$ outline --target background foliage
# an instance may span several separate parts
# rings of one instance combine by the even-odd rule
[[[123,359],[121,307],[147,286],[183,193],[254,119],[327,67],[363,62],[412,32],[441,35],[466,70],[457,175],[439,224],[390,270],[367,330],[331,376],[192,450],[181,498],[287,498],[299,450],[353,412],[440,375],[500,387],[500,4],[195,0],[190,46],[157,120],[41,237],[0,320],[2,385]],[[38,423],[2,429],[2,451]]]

☆ ☆ ☆ ☆ ☆

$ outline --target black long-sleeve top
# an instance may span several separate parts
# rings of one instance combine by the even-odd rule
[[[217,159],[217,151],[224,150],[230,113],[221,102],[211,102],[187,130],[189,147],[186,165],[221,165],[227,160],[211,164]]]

☆ ☆ ☆ ☆ ☆

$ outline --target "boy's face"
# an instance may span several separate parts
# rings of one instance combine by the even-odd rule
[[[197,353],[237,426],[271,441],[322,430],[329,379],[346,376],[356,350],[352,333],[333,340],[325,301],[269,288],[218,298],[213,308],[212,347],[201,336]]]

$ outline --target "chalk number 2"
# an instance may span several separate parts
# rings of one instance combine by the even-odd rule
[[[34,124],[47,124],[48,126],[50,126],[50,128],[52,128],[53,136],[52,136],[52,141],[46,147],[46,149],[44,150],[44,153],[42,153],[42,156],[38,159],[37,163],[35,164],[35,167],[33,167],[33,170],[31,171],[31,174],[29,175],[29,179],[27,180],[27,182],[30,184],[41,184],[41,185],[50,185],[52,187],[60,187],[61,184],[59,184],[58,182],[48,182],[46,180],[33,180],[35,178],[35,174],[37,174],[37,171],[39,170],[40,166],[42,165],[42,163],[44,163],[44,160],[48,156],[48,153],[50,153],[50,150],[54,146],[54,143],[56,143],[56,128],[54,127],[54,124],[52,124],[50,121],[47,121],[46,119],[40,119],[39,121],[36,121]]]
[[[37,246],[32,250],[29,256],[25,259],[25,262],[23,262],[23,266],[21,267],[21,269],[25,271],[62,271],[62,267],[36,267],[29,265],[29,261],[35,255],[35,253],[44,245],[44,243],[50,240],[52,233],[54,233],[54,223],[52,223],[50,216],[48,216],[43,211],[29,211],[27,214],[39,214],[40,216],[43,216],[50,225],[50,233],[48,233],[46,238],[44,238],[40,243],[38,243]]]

☆ ☆ ☆ ☆ ☆

**WORK INSTRUCTION:** Work through the records line by line and tally those holding "target". Reply with the number alone.

**ANSWER TO THIS EXERCISE:** 4